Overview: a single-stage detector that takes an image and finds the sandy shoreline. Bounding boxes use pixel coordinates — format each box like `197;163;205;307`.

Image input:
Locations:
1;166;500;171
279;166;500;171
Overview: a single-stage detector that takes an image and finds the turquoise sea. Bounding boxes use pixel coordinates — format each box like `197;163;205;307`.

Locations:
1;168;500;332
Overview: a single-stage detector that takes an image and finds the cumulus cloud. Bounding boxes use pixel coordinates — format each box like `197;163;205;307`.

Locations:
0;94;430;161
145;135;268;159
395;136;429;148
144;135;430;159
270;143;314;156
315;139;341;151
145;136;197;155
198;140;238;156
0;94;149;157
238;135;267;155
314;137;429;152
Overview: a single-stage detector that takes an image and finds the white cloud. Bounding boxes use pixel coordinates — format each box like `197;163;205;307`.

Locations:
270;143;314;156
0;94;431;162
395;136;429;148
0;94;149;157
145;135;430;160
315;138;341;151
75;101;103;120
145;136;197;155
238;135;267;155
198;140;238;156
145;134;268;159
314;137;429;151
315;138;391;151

---

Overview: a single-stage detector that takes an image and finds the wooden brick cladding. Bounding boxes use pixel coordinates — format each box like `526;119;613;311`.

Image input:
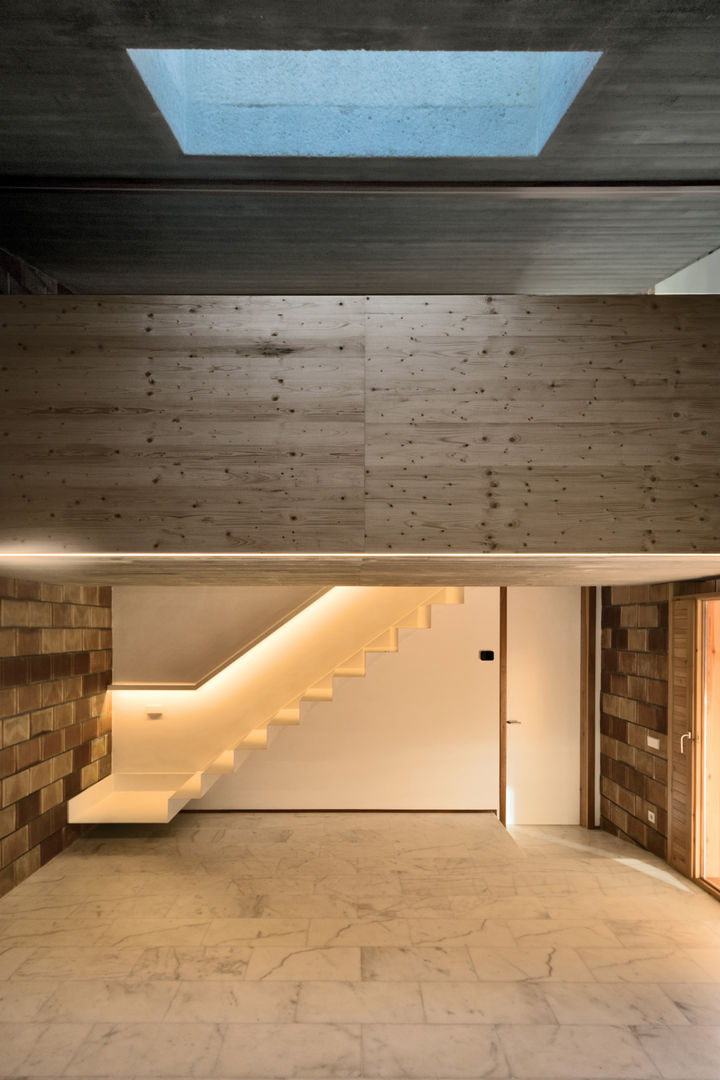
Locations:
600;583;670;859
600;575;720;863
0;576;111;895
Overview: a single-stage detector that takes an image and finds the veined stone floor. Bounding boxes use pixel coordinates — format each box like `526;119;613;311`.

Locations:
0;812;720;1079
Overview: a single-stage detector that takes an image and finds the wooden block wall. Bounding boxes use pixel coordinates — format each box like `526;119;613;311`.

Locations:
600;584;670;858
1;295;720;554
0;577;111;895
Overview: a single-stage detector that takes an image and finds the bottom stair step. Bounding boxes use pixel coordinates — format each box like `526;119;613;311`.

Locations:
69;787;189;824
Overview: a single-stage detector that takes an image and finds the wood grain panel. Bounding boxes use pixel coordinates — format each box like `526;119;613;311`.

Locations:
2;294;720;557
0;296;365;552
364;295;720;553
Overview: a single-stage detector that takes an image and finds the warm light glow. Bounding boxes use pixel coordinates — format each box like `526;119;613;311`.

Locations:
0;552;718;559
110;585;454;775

---

▸ How to complete this task: Which lines above contain the word "single"? Show each of them.

▸ Problem solution:
Overview: a single-stage detector that takes an image and finds the sandy shoreline. Bounding boxes use pixel coordinates — format each box like `197;163;205;307`.
Overview: a single-stage detector that takes an image and finds the turquoise sea. Bounding boxes use pixel coordinates — format each box like `197;163;205;307`.
Overview: a single-stage detector that takes an image and finds the cumulus cloud. Bounding boxes use pixel coordinates — format each box like `197;163;205;307`.
Overview: a single-stage detector that takes an image and finds the white cloud. Bounding boxes use pixel coordinates — format each box like `197;163;205;307`.
Overview: a single-stage detector that takes an image and finds the wooden brick cladding. Bounding boxes use pixel coordinates — format each box like `526;119;613;311`.
Overview: a single-stage detector that takes an image and finds the veined stone floor. Bounding boxes use pixel coordinates — format each box like `526;119;613;311`.
Overview: a single-stage detector that takes an image and finds the wooden block wall. Bounding boxes use pixel coordinates — format each box like `526;119;613;311`.
Overview: a single-stage detector that takes an image and finds the bottom stair step. Bounding boxes use pixel coordinates — format each box like `526;119;613;311`.
Overview: a single-stage detector that takes an image and finds the wood grain panel. Bounding boxes use pixel coordinates — format each box like `526;119;613;311`.
Overview: a single-stage detector that takes an image and finds the warm light glow. Bounding boxes use pixel coordinates — format each box like `526;119;613;311`.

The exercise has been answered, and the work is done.